**The problem:**
Copy out all of the records below word for word, with nothing changed.
^^^^^^^^
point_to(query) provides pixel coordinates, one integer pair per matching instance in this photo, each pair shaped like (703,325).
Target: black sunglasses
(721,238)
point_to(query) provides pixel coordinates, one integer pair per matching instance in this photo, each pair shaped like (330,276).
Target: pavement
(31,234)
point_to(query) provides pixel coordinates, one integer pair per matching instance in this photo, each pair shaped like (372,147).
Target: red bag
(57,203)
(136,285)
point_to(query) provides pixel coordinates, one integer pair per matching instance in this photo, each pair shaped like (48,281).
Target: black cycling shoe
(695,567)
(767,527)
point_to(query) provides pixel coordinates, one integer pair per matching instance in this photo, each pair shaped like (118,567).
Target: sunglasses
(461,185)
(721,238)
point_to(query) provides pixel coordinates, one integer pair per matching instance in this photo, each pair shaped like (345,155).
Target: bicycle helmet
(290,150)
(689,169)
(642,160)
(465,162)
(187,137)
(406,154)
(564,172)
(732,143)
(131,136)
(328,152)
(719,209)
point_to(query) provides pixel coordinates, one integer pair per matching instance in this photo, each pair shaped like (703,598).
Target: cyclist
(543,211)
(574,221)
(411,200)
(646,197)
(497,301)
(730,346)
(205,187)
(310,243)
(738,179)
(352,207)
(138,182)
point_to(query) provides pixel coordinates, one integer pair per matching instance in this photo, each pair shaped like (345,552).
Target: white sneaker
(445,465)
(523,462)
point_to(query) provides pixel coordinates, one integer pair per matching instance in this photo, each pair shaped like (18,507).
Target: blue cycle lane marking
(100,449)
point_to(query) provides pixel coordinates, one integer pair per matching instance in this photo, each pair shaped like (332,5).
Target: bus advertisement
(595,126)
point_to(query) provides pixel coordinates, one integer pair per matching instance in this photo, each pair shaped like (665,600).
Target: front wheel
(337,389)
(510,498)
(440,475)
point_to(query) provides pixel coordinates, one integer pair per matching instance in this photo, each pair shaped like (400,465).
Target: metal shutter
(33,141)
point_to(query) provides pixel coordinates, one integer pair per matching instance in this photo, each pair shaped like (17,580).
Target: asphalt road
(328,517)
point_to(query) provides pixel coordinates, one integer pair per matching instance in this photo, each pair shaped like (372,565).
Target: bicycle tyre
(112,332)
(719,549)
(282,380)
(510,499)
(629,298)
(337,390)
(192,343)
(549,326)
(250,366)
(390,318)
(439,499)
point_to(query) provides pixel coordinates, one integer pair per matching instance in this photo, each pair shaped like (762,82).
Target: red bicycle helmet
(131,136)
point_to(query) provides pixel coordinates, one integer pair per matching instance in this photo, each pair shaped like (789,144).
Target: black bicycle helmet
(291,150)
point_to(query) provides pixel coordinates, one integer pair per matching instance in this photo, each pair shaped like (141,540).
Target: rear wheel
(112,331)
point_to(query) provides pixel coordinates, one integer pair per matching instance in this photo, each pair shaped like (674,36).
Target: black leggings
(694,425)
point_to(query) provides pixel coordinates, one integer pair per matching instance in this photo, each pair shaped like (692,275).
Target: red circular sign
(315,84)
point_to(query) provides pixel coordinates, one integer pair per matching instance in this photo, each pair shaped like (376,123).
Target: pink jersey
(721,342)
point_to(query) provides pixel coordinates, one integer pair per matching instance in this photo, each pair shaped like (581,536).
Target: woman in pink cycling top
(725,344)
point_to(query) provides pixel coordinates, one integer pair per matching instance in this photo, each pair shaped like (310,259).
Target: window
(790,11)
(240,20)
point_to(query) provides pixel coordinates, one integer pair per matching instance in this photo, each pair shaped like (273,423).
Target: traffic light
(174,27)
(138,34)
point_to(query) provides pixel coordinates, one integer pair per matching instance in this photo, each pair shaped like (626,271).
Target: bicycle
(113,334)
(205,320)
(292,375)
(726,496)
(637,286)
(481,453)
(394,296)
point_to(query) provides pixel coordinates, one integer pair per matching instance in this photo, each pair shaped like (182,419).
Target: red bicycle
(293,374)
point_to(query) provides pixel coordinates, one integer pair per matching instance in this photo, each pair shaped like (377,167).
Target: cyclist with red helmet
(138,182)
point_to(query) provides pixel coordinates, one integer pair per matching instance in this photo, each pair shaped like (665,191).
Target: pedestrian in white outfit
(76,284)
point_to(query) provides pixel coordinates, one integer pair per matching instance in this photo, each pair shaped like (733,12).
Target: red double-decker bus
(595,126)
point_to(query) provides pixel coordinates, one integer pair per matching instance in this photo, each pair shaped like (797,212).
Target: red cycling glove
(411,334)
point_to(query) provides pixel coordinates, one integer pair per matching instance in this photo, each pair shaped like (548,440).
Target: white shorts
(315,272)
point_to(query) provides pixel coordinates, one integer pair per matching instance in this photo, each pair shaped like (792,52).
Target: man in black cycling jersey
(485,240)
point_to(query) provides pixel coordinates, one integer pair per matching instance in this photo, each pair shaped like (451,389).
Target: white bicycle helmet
^^^^^^^^
**Response to the exercise:**
point_to(query) provides pixel coordinates, one integer pair per matching instance in this photo, each pair shaped like (703,325).
Target: black sunglasses
(721,238)
point_to(query) provides pixel coordinates, one integer pair per matching instance in this photo, each pair shaped like (330,276).
Target: pavement
(31,234)
point_to(query) provides pixel coordinates, one integer pair per matching instance in this photo, each pair shaped like (372,147).
Target: red bag
(57,203)
(136,285)
point_to(query) provides pixel coordinates, one integer pair per matching instance in this photo, each pair shaped like (48,281).
Target: black cycling shoe
(695,567)
(767,527)
point_to(query) provides pixel coordinates, one integer pair per matching instance in this photo, each pair shaped like (118,567).
Target: sunglasses
(461,185)
(721,238)
point_to(query) provides pixel coordinates, one integer pair per matching instance in this photo, each pair shaped like (345,155).
Target: bicycle helmet
(290,150)
(689,169)
(642,160)
(465,162)
(187,137)
(406,154)
(564,172)
(732,143)
(131,136)
(328,152)
(719,209)
point_to(query) provides pixel coordinates, one integer pair per matching instance in this photo, each pair shaped like (703,598).
Target: cyclist
(543,211)
(574,221)
(411,200)
(646,197)
(497,301)
(730,346)
(205,187)
(310,243)
(738,179)
(352,207)
(138,182)
point_to(query) provides pixel coordinates, one integer pair per matching instance in this photo, each pair shaped like (345,552).
Target: white sneaker
(445,465)
(523,462)
point_to(query) provides pixel coordinates, one integer pair per matching instance in this photo, each pair shaped like (18,507).
Target: blue cycle lane marking
(100,449)
point_to(query) provides pixel coordinates, one integer pair per matching instance in this photo, each pair shaped like (332,5).
Target: bus advertisement
(595,126)
point_to(query) provides pixel coordinates, one integer pair per matching instance in this photo, each pair shaped like (665,600).
Target: front wheel
(337,389)
(510,498)
(440,475)
point_to(query) provides pixel coordinates, one integer pair per matching instance in this photo, each pair shaped like (400,465).
Target: metal shutter
(33,141)
point_to(query) provides pixel coordinates, one integer pair per matching instance in this photo, each pair shaped like (17,580).
Target: asphalt road
(328,517)
point_to(query) provides pixel coordinates, one integer pair per matching instance in this photo, each pair shaped like (372,565).
Target: bicycle tyre
(112,332)
(719,549)
(282,380)
(510,499)
(629,298)
(337,390)
(192,343)
(549,326)
(250,366)
(390,318)
(439,499)
point_to(query) provides pixel coordinates, one integer pair per matching instance in this photo, each pair shaped like (762,82).
Target: red bicycle helmet
(131,136)
point_to(query) provides pixel coordinates, one integer pair per matching instance in this photo, each pair shaped like (789,144).
Target: black bicycle helmet
(291,150)
point_to(query) provides pixel coordinates, one integer pair per matching instance in this photo, each pair shaped like (141,540).
Target: rear wheel
(112,331)
point_to(query) provides pixel coordinates, one integer pair per matching instance in this photo, each pair shaped like (674,36).
Target: black leggings
(694,425)
point_to(query) provides pixel coordinates, one integer pair per matching instance in this photo, each pair shaped like (692,275).
Target: red circular sign
(315,84)
point_to(query) provides pixel coordinates, one integer pair per matching instance in this photo, each pair shaped like (376,123).
Target: pink jersey
(721,342)
point_to(query) provides pixel coordinates, one integer pair per matching instance in this photo, each pair shaped like (581,536).
Target: woman in pink cycling top
(725,344)
point_to(query) provides pixel coordinates, one integer pair per matching instance in this photo, each pair shaped like (310,259).
Target: window
(790,11)
(240,20)
point_to(query) provides pixel coordinates, one integer pair per matching instance in this photo, each pair shaped like (273,423).
Target: traffic light
(174,27)
(138,34)
point_to(query) provides pixel coordinates, one integer pair per matching instance in this photo, each pair shaped like (626,271).
Target: bicycle
(113,334)
(205,320)
(292,375)
(726,496)
(637,286)
(481,453)
(394,296)
point_to(query) provides pixel coordinates, one integer pair per matching instance in this photo, each pair shaped like (182,419).
Target: red bicycle
(293,374)
point_to(query) provides pixel coordinates, one integer pair per matching instance in this photo, each pair shaped like (377,167).
Target: cyclist with red helmet
(138,182)
point_to(query) provides pixel coordinates, one integer pair per matching instance in this photo, each pair shaped like (665,191).
Target: pedestrian in white outfit
(76,284)
point_to(query) provides pixel coordinates, one integer pair per matching instance in this photo, each pair shaped like (733,12).
Target: red double-decker bus
(595,126)
point_to(query) provides pixel coordinates, one integer pair per matching instance in this photo, each pair shaped like (797,212).
Target: red cycling glove
(411,334)
point_to(query) provides pixel coordinates, one integer pair per matching instance in this photo, each pair shaped like (548,440).
Target: white shorts
(315,272)
point_to(query) provides pixel coordinates, one integer pair per matching instance in this photo, each pair shaped like (792,52).
Target: man in black cycling jersey
(485,240)
point_to(query) provides pixel coordinates, one integer pair per matching instance in this photo, each pair shaped like (451,389).
Target: white bicycle helmet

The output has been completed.